◆ Provided data
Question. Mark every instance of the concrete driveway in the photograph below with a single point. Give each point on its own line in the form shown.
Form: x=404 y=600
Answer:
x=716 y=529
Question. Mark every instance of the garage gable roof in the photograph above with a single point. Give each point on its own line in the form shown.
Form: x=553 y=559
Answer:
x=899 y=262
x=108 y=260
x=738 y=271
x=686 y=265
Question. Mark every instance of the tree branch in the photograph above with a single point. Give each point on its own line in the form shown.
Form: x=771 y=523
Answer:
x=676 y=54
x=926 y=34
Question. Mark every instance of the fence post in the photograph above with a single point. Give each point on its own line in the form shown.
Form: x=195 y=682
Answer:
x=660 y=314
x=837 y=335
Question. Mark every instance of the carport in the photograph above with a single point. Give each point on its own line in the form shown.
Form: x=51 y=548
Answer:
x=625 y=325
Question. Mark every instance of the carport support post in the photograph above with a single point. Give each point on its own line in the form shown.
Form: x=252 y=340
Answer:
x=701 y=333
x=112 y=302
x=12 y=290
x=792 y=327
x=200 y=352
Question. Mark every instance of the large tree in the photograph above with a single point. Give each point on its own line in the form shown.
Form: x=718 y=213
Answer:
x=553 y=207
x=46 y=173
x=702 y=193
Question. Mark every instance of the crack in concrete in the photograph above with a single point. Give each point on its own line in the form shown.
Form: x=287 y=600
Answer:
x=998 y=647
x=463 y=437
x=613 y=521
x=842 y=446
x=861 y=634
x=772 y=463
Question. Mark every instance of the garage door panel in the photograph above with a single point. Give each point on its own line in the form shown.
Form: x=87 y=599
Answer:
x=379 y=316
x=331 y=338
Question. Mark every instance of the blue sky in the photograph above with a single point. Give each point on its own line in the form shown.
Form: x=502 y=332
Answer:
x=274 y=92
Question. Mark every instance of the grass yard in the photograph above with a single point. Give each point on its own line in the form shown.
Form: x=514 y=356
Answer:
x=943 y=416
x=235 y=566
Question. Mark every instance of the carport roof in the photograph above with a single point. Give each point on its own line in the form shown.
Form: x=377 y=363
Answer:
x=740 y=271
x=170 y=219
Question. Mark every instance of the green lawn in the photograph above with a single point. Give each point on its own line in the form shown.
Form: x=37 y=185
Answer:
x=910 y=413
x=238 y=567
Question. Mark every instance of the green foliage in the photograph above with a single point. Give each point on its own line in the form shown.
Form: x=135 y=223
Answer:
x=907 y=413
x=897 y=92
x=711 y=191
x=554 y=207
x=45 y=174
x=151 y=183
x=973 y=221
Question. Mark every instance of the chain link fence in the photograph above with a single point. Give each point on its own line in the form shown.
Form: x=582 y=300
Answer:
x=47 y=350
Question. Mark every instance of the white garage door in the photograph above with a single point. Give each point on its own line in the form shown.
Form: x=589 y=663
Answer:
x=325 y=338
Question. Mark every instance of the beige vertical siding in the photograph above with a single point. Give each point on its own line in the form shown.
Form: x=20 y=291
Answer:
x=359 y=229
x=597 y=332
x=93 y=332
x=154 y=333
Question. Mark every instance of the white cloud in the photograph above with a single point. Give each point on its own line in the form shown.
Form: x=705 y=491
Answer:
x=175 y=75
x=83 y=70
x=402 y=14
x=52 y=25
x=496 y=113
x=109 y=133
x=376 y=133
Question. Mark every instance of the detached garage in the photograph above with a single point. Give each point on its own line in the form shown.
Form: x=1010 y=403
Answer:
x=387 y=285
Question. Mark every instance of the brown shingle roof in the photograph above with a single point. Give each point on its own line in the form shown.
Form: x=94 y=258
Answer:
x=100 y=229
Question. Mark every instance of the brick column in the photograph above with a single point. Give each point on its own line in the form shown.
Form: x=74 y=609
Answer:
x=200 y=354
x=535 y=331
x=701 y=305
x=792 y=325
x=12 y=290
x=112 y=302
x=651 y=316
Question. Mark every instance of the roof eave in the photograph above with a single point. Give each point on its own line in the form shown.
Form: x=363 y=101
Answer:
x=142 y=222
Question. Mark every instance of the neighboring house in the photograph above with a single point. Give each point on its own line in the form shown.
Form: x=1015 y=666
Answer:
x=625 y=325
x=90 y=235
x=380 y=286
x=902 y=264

◆ What is needed
Line by line, retype the entire listing exactly.

◆ Task answer
Question. Mark every instance of the concrete driveway in the photograph below with a single point. Give each point on its own line in the form shown.
Form: x=404 y=600
Answer:
x=716 y=529
Question. Mark every instance of the garage gable roof in the photograph above with a single point. Give each point on its own line in the form shown.
Form: x=553 y=559
Answer:
x=899 y=262
x=108 y=260
x=738 y=271
x=686 y=265
Question. Mark every instance of the tree branch in the photograph above with a single point. Give each point on its own line in the form shown.
Form: x=771 y=523
Answer:
x=676 y=54
x=926 y=34
Question. Mark every instance of the fence post in the photograph above with a single point. Give each point on its own line in the form shown.
Form: x=195 y=682
Answer:
x=660 y=314
x=837 y=335
Question. Mark every instance of the carport in the photograph above with a single point. Give each point on its own line in the form shown.
Form: x=51 y=548
Answer:
x=625 y=325
Question. Mark every instance of the carport support post in the photograph above with a single point. Give each point on its own line in the form shown.
Form: x=252 y=340
Answer:
x=701 y=333
x=112 y=302
x=12 y=290
x=792 y=327
x=200 y=352
Question. Mark every instance of the large tree in the photograph above with a single point. Give each point on its own line in the form shown.
Form: x=718 y=213
Answer:
x=553 y=207
x=46 y=173
x=702 y=193
Question. Mark every instance of the crack in concrete in the photograph above with a single point. Give each point on its own line in the form shown.
Form: x=287 y=600
Answer:
x=998 y=647
x=463 y=437
x=613 y=521
x=842 y=446
x=861 y=634
x=772 y=463
Question. Mark every instance of the garage door panel in the photograph above with a single point. Give each point on its own line in the form shown.
Form: x=87 y=599
Answer:
x=379 y=316
x=331 y=338
Question. Mark every instance of the blue sky in the photograph above with a single point. Give each point on its own line in the form shown.
Form: x=502 y=332
Answer:
x=274 y=92
Question. Mark every instance of the grass yard in the photograph above with a single point. Give each point on its own line in the form shown.
Form: x=514 y=356
Answer:
x=943 y=416
x=235 y=566
Question. Mark every instance of the carport roof in the photograph above with a single point. Give each point on its own line in the form shown.
Form: x=377 y=363
Answer:
x=740 y=271
x=170 y=219
Question. Mark every instance of the green lawn in the photograph above with a single point. Give each point on its own line in the form shown.
Form: x=37 y=185
Answer:
x=910 y=413
x=238 y=567
Question. Mark every instance of the green foliage in the photograph above with a single point. Give each point on its own line in the form shown.
Form: x=135 y=223
Answer:
x=907 y=413
x=897 y=92
x=711 y=191
x=554 y=207
x=45 y=174
x=151 y=183
x=973 y=221
Question. Mark every instance of the chain link fence in the photograph above with a single point. Give each point on its own line in the form shown.
Form: x=582 y=300
Answer:
x=47 y=350
Question. Mark every instance of the white garage door in the photograph above with a single point. Give each point on its own line in the form shown.
Form: x=589 y=663
Answer:
x=325 y=338
Question. Mark every instance of the beige vertical siding in the photograph above with a single point. Give each point on its own line in the form shown.
Form: x=20 y=291
Answer:
x=359 y=229
x=597 y=332
x=93 y=332
x=154 y=333
Question. Mark every instance of the white cloud in the photograph above with a single point. Give each point on its own line in the form shown.
Form: x=705 y=491
Answer:
x=175 y=75
x=83 y=70
x=402 y=14
x=52 y=25
x=496 y=113
x=109 y=133
x=376 y=133
Question. Mark every instance of the detached garage in the photograph above with a single point. Give each point on its own line in the form shown.
Form: x=1010 y=403
Answer:
x=387 y=285
Question. Mark every instance of the brown shingle roof in the photograph above with a single point. Give each point on its own line in the form shown.
Form: x=94 y=258
Answer:
x=100 y=229
Question. Mark every instance of the brick column in the photograph above with a single point. Give each point on its own line in the form shown.
Form: x=74 y=609
Answer:
x=200 y=354
x=535 y=331
x=701 y=305
x=792 y=325
x=12 y=290
x=112 y=302
x=651 y=316
Question. Mark every instance of the roof eave in the photograph above with a single point. Give each point on its own line in the form shown.
Form: x=363 y=101
Answer:
x=142 y=222
Question. Mark every instance of the neighboring house in the photograph above with a single point. Give each point on its own line in the form shown.
Form: x=1015 y=666
Answer:
x=625 y=325
x=90 y=235
x=380 y=286
x=902 y=264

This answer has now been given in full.